Set problem:
Which lines below contain the string "flag"? Gather each of them and copy it out in full.

# start of Input data

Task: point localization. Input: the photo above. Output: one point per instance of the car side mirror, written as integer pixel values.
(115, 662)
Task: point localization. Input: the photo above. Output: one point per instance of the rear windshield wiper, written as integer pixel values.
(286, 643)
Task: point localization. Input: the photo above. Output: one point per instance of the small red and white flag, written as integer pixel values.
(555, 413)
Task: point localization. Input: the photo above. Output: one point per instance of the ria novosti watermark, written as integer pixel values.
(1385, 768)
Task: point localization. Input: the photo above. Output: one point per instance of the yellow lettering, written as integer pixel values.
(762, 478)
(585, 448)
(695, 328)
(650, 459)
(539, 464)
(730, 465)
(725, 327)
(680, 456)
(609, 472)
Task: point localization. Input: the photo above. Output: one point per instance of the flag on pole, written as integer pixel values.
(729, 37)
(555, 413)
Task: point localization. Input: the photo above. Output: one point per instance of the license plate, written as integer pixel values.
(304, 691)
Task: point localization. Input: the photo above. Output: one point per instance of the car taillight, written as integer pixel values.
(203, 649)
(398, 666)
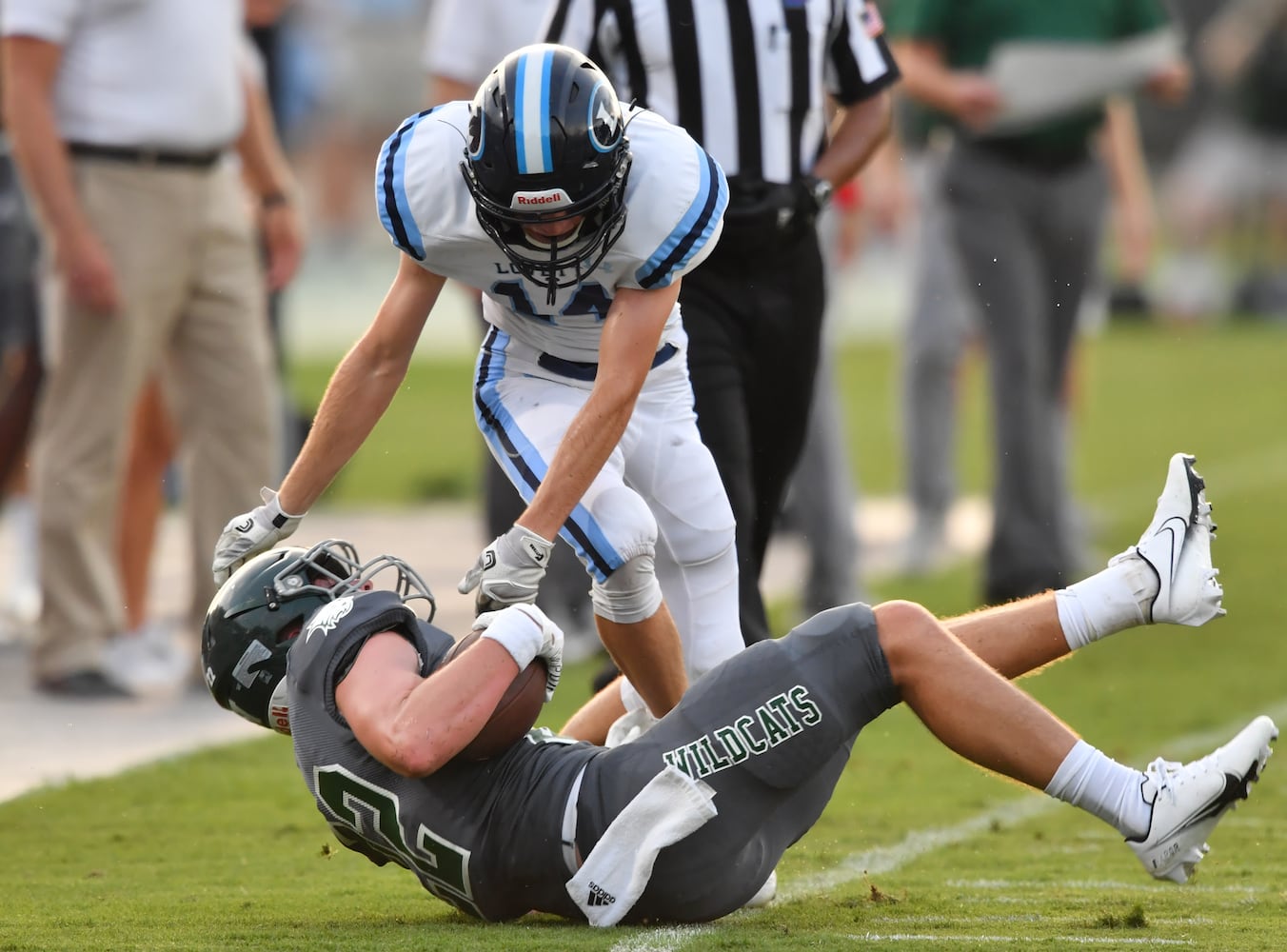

# end of Input data

Output for this task:
Task: point localization. Input: the photo above. Output: one point per instance of the small red and white flag, written as integer pixel values.
Task: point localization. Input: the photo above. Output: one point per instance of the flag on pole, written as integer pixel values.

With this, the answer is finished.